- PROBLEM TO WORK ON -
Copy out the entries from the very first line through the line containing "235 97 L 342", both ends included, keeping the requests as they are and shifting every coordinate in the answers up by 146. Leave out everything after that line.

>> Begin

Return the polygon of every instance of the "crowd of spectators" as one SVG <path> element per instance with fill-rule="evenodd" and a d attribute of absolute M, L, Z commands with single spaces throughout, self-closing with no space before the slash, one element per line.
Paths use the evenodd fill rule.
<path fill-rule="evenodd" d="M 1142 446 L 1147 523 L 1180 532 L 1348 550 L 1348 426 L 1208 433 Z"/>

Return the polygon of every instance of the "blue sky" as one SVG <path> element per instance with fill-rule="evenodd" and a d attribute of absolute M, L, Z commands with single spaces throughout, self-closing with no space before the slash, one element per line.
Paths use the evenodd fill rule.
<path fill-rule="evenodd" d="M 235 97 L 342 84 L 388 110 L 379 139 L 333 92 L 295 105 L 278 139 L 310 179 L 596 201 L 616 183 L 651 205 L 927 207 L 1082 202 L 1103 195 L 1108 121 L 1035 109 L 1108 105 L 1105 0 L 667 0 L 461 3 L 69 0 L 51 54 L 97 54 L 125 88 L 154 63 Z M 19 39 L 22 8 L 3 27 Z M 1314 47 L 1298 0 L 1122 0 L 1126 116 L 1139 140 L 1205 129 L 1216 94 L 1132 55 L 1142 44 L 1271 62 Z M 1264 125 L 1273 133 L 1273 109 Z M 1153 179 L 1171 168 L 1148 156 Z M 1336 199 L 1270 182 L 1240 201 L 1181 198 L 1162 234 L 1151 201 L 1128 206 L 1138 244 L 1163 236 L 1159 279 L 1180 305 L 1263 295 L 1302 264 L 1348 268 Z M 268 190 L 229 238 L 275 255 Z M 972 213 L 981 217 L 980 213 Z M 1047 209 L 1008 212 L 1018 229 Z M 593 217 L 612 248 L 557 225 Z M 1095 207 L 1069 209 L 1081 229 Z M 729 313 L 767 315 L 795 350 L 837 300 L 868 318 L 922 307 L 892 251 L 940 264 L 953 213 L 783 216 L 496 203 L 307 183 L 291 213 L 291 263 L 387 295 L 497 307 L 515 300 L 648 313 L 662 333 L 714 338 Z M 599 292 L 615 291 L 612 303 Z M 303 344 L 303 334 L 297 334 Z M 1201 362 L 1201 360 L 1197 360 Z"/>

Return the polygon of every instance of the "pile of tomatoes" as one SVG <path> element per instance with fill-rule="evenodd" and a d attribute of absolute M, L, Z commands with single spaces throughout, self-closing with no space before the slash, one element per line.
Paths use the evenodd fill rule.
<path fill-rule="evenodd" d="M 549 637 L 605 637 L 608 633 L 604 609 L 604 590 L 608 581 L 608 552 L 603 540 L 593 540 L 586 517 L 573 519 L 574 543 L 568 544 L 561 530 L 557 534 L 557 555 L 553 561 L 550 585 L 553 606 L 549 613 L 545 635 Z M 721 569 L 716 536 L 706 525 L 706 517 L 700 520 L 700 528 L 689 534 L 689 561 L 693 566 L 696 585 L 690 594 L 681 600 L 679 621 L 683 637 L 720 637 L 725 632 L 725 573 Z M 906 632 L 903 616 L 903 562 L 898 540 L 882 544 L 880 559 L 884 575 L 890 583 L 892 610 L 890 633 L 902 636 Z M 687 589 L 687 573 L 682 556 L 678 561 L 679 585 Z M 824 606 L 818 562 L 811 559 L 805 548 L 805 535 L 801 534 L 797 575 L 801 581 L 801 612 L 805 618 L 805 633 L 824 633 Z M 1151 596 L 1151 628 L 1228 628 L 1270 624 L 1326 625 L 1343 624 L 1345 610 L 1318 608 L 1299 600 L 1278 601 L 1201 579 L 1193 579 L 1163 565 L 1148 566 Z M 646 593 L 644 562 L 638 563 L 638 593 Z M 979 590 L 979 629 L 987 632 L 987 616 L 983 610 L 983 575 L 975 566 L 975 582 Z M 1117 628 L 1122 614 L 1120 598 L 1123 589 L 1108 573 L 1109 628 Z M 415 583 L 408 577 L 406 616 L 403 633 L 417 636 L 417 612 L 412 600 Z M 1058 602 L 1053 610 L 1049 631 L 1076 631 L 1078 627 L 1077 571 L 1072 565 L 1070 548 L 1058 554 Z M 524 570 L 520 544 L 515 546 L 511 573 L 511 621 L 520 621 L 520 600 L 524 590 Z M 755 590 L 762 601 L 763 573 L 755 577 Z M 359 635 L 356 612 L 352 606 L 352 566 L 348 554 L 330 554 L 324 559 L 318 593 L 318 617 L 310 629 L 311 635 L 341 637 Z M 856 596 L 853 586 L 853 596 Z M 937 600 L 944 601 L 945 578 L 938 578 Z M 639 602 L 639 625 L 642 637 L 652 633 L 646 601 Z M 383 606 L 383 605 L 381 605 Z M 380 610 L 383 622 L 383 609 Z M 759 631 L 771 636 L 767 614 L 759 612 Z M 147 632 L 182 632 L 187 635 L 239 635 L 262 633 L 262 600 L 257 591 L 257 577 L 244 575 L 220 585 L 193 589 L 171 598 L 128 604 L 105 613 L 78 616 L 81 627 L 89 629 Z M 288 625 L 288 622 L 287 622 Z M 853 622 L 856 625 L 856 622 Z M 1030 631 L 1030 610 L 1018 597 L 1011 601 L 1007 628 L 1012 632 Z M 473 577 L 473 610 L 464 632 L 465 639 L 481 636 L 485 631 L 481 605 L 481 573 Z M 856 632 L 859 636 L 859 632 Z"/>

>> End

- SOLUTION BELOW -
Return the polygon of every instance of the "crowd of spectators" as one SVG <path> element per instance with fill-rule="evenodd" and a d attribute of absolute M, L, Z commands with single spaces throughout, self-closing with no space before the slash, one element per line.
Paths use the evenodd fill rule.
<path fill-rule="evenodd" d="M 1288 592 L 1293 669 L 1326 678 L 1494 696 L 1494 572 L 1354 579 Z"/>

Return the polygon of every instance of the "blue sky" as one SVG <path> element per instance with fill-rule="evenodd" and a d attribute of absolute M, L, Z commands with single spaces throughout, self-closing with no space before the slash, one element per line.
Paths use the evenodd fill rule.
<path fill-rule="evenodd" d="M 381 243 L 488 230 L 534 256 L 525 285 L 479 238 L 441 251 L 424 285 L 456 325 L 742 347 L 762 329 L 797 351 L 1073 353 L 1228 348 L 1249 341 L 1254 267 L 1181 255 L 1254 251 L 1251 146 L 813 146 L 607 149 L 215 146 L 197 200 L 243 200 L 271 234 L 300 209 Z M 165 185 L 168 154 L 149 173 Z M 1460 193 L 1444 146 L 1268 146 L 1272 262 L 1285 286 L 1351 275 L 1362 240 L 1278 201 L 1288 190 L 1417 208 Z M 1410 271 L 1419 279 L 1419 255 Z M 1299 325 L 1317 314 L 1294 302 Z M 1482 345 L 1416 328 L 1386 347 L 1327 344 L 1308 380 L 1297 347 L 1274 352 L 1284 390 L 1309 382 L 1305 425 L 1326 451 L 1409 441 L 1448 410 L 1494 414 Z M 414 336 L 375 384 L 421 401 Z M 1118 359 L 1127 363 L 1126 359 Z M 1193 355 L 1154 358 L 1164 375 Z M 739 363 L 758 394 L 703 371 Z M 1241 353 L 1215 355 L 1227 375 Z M 875 459 L 913 461 L 941 496 L 983 446 L 1014 464 L 1068 453 L 1038 397 L 1086 410 L 1099 359 L 929 362 L 642 349 L 453 329 L 437 359 L 437 409 L 533 441 L 643 453 L 661 446 L 794 459 L 808 479 L 860 484 Z M 745 438 L 761 437 L 758 449 Z M 449 490 L 449 480 L 443 480 Z M 1347 508 L 1347 506 L 1343 506 Z"/>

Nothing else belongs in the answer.